#### The data:
........
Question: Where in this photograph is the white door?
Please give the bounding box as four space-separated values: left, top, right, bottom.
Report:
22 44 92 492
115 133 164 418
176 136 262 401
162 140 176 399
........
#### Task description:
Copy the lines above word for word, leaving nothing out and changing nothing.

#### Completed task:
Question: Where in this photograph is the white door?
Please give the bounding box as four space-separated values: left, top, right, bottom.
Report:
22 44 92 492
115 133 164 418
176 136 262 401
162 140 176 399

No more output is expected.